◆ HOW TO COMPLETE THIS TASK: Each line from the one containing "Kindly place a point on the window, one" through the final line of the data below must be repeated exactly.

Natural-language object grounding data:
------------------------------------------------------------

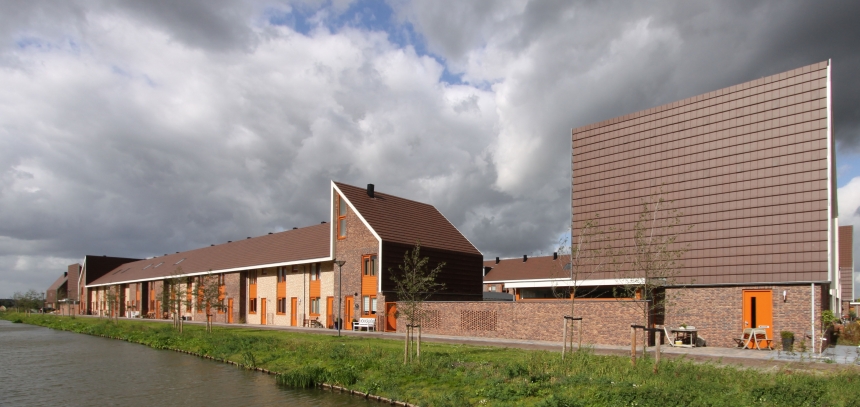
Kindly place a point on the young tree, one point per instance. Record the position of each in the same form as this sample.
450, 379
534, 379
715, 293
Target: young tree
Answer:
175, 296
209, 291
653, 261
414, 284
589, 253
111, 296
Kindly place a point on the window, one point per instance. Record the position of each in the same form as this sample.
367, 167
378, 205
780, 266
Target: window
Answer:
369, 305
252, 292
315, 306
370, 265
341, 218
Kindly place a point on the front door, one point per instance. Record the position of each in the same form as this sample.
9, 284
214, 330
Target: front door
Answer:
329, 309
390, 317
294, 305
262, 311
758, 310
347, 312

------------------------------------------------------------

◆ RESPONSE BOX:
Kindly place a point on the window, one point per instance. Record the position of each in the same form as this sample.
367, 167
378, 205
780, 266
Target: window
Answer:
369, 305
252, 292
315, 306
370, 265
341, 218
Kindly place a point on the front door, one point per instance. Record the position of each in the same form as this sample.
9, 284
214, 330
Target: front door
Answer:
329, 309
390, 317
294, 305
262, 311
758, 310
347, 312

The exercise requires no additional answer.